◆ **Record extracts**:
++++++++++++++++++++

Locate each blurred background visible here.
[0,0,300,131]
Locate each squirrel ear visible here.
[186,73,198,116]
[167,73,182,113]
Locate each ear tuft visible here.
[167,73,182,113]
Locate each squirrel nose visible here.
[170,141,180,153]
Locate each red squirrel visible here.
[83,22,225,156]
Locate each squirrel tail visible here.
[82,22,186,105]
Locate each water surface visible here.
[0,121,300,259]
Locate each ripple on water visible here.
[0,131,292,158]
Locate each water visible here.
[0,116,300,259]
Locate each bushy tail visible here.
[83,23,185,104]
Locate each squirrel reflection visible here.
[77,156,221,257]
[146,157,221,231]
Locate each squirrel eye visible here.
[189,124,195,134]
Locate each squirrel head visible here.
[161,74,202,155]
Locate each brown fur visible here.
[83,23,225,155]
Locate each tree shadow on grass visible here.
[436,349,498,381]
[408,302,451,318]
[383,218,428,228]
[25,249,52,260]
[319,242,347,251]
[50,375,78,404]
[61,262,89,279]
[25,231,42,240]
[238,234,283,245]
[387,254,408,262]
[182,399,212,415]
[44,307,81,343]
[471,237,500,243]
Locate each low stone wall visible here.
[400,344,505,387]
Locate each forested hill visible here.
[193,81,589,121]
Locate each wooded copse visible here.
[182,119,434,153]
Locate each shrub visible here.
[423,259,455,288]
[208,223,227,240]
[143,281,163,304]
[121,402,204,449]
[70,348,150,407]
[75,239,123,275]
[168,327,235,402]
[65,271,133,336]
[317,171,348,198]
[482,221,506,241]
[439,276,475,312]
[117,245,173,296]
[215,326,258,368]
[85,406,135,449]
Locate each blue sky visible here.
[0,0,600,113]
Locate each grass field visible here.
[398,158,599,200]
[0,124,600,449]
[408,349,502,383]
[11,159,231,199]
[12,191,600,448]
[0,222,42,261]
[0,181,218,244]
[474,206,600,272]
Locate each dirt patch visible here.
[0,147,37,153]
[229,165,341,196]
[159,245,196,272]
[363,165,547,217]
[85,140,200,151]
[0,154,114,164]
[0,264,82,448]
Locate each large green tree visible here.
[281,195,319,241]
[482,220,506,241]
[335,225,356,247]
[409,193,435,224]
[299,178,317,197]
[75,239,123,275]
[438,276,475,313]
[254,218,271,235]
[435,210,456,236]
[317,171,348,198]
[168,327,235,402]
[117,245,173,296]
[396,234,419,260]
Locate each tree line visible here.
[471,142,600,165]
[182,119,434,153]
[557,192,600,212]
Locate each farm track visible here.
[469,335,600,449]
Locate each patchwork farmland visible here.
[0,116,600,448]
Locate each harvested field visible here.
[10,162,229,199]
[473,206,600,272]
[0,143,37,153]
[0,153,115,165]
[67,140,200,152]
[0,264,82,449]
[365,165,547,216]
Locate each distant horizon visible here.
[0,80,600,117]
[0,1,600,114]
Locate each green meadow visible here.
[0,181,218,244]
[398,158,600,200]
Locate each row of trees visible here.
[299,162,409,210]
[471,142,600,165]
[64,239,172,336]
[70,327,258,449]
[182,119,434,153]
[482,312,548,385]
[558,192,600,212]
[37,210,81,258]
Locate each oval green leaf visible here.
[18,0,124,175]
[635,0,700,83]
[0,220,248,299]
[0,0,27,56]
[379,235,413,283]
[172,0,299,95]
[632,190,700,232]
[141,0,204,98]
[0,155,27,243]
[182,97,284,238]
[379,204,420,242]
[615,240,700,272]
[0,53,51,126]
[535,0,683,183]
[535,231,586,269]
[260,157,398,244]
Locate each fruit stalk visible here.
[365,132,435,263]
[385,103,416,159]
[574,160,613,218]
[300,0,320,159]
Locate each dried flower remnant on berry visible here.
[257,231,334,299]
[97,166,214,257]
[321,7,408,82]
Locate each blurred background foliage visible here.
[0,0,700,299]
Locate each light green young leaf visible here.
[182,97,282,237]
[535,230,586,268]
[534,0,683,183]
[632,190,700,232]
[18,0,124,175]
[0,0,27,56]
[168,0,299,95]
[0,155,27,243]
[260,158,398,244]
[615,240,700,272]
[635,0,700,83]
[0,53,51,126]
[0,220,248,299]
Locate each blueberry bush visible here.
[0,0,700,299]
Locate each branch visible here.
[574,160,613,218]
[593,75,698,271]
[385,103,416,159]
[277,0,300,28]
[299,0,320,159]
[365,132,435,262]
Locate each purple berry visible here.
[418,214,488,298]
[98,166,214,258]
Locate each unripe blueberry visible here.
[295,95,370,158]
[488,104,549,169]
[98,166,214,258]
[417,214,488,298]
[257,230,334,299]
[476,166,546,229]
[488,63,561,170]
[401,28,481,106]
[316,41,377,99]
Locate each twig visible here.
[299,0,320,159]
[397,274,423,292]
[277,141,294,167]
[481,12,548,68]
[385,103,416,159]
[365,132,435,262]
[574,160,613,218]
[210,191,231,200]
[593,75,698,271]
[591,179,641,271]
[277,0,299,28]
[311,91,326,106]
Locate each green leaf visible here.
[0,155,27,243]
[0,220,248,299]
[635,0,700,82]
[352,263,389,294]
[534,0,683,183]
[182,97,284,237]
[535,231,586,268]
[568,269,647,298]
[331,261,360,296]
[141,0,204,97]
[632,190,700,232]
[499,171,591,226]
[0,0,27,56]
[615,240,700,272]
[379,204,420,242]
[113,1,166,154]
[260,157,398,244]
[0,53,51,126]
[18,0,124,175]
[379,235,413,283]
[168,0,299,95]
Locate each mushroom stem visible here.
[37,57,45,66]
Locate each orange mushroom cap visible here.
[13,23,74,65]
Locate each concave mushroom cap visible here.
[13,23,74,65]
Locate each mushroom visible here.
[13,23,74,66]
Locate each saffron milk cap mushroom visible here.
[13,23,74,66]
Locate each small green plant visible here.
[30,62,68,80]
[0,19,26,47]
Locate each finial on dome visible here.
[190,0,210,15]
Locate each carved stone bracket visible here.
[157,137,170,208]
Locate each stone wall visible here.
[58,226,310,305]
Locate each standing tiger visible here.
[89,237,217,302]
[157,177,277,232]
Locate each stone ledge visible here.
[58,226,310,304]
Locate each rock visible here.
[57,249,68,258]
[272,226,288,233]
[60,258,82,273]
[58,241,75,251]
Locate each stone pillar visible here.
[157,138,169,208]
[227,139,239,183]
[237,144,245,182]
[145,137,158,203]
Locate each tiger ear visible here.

++++++++++++++++++++

◆ **Exercise brief**: Rewrite the listing from the line with "Locate each concave" up to and including the line with "[157,137,170,208]", offsetting every bounding-box coordinate by -122 and keeping all other lines as they are.

◆ **Response**:
Locate each concave mushroom cap visible here.
[-109,-99,-48,-57]
Locate each mushroom visible here.
[-109,-99,-48,-56]
Locate each saffron milk cap mushroom visible here.
[-109,-99,-48,-56]
Locate each small green plant visible here.
[-92,-60,-54,-42]
[-122,-103,-96,-75]
Locate each finial on dome visible here.
[68,-122,88,-107]
Locate each carved stone bracket visible here.
[35,15,48,86]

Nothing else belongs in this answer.